Extracted data entries:
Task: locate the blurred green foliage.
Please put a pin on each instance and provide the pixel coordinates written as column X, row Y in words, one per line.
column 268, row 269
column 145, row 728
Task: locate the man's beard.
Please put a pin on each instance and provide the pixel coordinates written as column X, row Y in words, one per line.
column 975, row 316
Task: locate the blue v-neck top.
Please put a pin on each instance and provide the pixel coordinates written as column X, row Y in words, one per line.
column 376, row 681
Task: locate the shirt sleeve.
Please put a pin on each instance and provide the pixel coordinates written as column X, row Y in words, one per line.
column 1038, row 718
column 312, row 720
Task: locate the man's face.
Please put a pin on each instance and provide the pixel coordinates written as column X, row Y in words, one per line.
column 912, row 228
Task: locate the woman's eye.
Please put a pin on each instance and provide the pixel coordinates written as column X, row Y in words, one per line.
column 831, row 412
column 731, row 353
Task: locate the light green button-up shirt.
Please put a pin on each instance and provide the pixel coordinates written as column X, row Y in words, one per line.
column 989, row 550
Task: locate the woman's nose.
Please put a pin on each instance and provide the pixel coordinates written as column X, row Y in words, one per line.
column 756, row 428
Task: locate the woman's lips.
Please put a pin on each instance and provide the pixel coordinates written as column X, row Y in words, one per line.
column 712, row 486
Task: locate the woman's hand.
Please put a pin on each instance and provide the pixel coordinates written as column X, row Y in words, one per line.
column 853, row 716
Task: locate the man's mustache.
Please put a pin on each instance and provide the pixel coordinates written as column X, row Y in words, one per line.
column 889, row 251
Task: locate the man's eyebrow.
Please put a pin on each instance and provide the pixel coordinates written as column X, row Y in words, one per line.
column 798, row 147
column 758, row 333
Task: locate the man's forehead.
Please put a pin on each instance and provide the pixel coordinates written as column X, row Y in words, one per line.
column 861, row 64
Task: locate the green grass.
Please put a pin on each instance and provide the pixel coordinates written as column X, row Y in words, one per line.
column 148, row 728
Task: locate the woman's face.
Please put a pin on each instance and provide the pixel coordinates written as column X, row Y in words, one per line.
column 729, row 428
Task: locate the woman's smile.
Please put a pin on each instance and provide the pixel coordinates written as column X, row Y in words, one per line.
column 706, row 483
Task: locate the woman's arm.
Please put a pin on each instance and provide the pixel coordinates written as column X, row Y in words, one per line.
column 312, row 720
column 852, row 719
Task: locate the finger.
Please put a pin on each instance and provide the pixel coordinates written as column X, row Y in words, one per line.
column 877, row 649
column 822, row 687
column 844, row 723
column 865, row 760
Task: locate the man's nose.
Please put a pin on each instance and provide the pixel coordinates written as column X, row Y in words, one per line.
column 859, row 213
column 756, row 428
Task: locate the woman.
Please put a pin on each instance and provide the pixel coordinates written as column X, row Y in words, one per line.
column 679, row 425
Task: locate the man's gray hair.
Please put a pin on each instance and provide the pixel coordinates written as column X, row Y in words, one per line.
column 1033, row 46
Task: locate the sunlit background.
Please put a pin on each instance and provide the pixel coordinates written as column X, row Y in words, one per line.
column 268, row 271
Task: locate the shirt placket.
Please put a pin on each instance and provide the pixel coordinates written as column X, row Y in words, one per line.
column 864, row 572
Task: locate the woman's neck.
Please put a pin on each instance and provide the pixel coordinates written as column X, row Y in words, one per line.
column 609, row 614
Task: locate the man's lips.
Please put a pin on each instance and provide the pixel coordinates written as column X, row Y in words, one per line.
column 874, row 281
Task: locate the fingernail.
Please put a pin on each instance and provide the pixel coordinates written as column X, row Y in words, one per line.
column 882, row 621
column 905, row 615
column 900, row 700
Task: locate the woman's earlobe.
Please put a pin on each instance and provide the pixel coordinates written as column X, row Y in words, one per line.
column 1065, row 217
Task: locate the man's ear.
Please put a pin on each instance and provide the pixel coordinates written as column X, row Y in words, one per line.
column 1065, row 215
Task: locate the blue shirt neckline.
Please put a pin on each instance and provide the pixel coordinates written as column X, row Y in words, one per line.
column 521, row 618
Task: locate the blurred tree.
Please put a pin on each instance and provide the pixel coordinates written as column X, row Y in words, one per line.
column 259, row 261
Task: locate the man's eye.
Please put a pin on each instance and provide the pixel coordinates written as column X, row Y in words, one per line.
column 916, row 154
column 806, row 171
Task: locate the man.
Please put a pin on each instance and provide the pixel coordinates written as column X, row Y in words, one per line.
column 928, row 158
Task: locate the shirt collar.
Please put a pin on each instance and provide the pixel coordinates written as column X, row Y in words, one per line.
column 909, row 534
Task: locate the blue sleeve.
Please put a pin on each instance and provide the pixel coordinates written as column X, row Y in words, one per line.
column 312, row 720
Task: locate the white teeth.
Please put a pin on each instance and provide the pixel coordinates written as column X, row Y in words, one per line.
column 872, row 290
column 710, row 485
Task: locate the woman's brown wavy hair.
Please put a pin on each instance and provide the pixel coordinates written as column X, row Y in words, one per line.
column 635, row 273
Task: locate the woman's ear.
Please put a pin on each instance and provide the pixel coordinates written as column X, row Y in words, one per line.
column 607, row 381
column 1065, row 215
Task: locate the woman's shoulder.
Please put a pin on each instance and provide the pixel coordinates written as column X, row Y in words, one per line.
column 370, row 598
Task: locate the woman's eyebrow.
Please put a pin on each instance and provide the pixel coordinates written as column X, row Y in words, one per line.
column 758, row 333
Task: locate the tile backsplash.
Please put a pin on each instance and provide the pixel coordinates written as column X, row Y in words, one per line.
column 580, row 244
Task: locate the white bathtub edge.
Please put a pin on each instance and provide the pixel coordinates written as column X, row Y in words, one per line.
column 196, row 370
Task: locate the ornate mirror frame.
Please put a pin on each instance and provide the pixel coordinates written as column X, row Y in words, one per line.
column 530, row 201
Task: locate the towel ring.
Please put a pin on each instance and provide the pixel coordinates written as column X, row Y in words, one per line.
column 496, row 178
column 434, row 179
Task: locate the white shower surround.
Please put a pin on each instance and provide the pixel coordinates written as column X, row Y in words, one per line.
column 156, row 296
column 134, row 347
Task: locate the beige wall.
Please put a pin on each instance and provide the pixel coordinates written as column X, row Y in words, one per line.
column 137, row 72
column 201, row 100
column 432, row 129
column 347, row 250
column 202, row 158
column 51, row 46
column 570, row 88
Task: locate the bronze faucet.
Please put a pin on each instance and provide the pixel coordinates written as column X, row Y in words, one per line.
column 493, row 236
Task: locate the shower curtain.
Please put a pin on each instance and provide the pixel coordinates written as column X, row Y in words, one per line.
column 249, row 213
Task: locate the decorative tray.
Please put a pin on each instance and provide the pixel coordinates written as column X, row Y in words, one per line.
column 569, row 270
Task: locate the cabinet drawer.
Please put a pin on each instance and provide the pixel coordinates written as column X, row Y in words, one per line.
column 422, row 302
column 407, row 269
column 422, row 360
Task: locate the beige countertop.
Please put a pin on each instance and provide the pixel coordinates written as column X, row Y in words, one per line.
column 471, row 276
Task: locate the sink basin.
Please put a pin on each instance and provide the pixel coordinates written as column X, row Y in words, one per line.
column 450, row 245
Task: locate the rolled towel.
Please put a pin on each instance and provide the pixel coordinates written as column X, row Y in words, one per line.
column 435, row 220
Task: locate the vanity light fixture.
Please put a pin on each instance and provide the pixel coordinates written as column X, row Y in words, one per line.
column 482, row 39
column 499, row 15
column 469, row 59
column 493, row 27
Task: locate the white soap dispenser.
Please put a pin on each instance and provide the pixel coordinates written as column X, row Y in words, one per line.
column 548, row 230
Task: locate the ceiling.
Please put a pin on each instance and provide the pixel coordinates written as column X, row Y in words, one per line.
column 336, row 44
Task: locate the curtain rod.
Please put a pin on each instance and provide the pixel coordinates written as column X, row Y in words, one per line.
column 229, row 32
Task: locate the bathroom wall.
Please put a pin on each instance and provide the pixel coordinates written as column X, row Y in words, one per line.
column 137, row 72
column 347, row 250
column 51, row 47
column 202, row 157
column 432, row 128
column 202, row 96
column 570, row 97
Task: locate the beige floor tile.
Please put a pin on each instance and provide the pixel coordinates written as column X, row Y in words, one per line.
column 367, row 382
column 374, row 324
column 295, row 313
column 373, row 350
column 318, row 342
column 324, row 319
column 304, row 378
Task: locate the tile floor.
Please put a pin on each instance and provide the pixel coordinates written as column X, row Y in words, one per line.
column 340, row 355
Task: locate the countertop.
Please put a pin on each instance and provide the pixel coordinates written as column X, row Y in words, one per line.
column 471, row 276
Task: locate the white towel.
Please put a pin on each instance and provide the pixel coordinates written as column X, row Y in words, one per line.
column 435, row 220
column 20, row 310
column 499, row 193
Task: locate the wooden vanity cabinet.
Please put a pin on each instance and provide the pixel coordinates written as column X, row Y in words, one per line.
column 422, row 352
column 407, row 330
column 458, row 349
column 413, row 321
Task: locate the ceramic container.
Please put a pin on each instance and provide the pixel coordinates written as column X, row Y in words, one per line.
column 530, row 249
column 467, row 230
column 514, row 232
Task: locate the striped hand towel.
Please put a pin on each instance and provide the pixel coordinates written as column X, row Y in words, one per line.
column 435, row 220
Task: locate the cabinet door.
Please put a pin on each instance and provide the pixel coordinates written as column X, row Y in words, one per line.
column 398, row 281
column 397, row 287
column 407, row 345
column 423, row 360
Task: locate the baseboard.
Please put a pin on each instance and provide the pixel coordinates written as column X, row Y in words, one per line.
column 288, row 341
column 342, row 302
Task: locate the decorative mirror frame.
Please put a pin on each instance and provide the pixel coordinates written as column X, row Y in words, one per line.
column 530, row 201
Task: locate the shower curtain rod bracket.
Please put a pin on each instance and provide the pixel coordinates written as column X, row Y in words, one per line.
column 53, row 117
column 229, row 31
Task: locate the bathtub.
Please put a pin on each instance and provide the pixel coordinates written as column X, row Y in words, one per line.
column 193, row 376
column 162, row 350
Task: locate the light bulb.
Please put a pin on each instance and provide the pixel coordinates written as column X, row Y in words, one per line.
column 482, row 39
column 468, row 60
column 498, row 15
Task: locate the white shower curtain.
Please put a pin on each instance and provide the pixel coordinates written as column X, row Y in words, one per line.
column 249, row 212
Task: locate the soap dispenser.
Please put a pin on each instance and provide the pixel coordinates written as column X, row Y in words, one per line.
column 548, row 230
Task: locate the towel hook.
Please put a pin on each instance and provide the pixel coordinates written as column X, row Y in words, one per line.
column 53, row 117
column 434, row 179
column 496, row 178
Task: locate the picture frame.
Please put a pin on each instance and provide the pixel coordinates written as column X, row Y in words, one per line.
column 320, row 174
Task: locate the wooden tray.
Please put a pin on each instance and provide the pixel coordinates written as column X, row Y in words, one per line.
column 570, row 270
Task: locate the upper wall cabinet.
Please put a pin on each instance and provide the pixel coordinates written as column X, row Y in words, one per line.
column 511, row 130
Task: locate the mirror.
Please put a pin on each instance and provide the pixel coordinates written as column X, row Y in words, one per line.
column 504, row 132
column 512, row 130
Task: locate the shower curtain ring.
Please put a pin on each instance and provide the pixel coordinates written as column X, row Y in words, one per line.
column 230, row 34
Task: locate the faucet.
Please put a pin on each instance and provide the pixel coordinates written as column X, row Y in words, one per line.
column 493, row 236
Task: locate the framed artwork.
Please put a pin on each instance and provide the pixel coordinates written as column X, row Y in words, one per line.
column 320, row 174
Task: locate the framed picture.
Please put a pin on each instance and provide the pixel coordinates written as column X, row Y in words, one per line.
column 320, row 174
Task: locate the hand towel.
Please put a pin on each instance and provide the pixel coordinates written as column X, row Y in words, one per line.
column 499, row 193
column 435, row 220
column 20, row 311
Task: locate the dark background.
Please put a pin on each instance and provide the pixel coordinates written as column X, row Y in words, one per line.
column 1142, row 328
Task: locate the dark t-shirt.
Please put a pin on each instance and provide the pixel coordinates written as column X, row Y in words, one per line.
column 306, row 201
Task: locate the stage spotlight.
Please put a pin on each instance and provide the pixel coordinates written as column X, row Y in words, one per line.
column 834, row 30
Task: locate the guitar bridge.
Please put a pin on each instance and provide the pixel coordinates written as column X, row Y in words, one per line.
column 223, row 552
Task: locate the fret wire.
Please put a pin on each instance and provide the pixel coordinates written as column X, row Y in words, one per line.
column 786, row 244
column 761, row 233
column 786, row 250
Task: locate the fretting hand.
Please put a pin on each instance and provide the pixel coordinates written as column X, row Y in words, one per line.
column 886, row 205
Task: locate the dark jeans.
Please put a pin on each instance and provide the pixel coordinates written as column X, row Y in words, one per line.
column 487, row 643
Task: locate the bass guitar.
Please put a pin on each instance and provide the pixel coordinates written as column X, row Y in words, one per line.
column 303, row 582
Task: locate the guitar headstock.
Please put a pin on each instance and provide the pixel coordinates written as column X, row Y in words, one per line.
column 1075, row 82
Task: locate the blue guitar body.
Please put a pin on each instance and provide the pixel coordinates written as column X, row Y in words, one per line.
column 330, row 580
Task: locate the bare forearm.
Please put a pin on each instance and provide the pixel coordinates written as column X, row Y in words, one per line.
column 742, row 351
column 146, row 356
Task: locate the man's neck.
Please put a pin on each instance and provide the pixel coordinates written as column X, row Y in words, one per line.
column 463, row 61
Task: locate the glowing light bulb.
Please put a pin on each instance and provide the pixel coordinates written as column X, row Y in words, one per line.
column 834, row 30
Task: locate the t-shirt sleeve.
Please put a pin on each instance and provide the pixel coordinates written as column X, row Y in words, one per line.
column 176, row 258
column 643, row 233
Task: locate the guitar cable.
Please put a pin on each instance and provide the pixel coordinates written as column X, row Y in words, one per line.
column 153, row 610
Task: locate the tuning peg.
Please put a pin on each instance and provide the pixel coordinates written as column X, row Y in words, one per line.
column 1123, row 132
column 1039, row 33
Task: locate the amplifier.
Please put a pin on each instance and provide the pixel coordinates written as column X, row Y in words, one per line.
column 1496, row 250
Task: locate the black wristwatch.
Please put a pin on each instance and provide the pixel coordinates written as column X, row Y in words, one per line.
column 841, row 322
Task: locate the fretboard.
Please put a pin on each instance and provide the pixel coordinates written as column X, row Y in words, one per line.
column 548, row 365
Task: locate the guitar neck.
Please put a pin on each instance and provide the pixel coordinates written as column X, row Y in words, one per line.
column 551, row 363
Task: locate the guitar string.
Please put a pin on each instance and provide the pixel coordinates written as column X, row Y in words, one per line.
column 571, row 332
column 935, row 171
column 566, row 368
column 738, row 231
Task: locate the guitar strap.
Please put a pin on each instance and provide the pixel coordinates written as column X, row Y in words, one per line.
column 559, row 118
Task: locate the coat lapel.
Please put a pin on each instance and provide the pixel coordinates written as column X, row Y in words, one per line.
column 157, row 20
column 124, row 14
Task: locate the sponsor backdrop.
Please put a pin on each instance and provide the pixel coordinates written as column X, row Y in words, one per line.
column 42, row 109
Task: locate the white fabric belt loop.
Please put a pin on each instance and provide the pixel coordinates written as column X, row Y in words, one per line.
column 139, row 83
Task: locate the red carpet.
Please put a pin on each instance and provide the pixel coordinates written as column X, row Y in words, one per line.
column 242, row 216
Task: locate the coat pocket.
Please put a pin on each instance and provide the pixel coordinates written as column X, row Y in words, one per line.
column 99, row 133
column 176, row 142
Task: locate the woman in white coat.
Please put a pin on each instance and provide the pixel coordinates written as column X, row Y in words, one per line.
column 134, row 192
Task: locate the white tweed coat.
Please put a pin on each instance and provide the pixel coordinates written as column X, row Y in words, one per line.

Exercise objective:
What lines hold the string "lips"? Pick them out of the data.

Response to this exercise:
Task: locate the woman's lips.
Task: locate the man's lips.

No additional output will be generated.